Referring expression pointing data:
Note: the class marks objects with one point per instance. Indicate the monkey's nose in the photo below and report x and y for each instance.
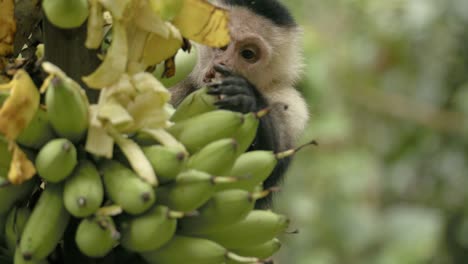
(209, 76)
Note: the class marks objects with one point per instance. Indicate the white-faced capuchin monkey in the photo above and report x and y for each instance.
(260, 67)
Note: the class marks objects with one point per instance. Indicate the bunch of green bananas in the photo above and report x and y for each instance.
(201, 211)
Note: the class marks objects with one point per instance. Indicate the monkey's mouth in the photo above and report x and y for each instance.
(212, 76)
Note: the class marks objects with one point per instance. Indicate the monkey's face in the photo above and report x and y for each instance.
(260, 51)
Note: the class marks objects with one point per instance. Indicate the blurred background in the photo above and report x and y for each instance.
(387, 85)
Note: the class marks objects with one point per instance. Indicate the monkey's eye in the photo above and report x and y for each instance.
(249, 55)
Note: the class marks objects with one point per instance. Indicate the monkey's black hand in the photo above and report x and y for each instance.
(236, 93)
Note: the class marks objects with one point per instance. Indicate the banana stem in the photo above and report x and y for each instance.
(259, 195)
(163, 137)
(291, 152)
(221, 180)
(263, 112)
(241, 259)
(110, 210)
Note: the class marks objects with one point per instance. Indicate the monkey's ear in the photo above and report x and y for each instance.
(223, 70)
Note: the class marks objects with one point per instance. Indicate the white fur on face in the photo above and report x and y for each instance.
(280, 63)
(274, 75)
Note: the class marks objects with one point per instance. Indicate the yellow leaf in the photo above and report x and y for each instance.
(115, 62)
(21, 168)
(204, 23)
(95, 25)
(148, 20)
(167, 9)
(158, 48)
(135, 156)
(117, 8)
(98, 142)
(7, 26)
(19, 108)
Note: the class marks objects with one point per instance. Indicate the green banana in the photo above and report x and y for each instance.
(126, 189)
(83, 192)
(67, 108)
(38, 132)
(223, 209)
(18, 259)
(261, 251)
(248, 131)
(252, 168)
(198, 131)
(46, 224)
(196, 103)
(167, 162)
(3, 96)
(3, 218)
(216, 158)
(66, 13)
(96, 236)
(192, 250)
(258, 227)
(191, 189)
(56, 160)
(10, 194)
(14, 226)
(3, 173)
(148, 231)
(5, 154)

*WHAT THE TASK REQUIRES:* Which lines run from the one containing "Indicate the yellow" to the end of the entries above? Quote exactly those, and only those.

*EXPECTED ANSWER:*
Note: the class marks objects with one point per instance. Indicate the yellow leaf in the photo above and report x and y for each instance.
(115, 62)
(21, 168)
(204, 23)
(95, 25)
(148, 20)
(167, 9)
(158, 48)
(135, 156)
(117, 8)
(98, 142)
(7, 26)
(19, 108)
Note: the class marks objects with one point per instance. Indicate the green banana in the photo above and report x and y for each instance.
(126, 189)
(83, 192)
(67, 108)
(38, 132)
(223, 209)
(18, 259)
(261, 251)
(248, 131)
(252, 168)
(198, 131)
(46, 224)
(196, 103)
(167, 162)
(3, 96)
(3, 218)
(216, 158)
(66, 13)
(96, 236)
(192, 250)
(258, 227)
(191, 189)
(56, 160)
(10, 194)
(14, 226)
(3, 173)
(148, 231)
(5, 154)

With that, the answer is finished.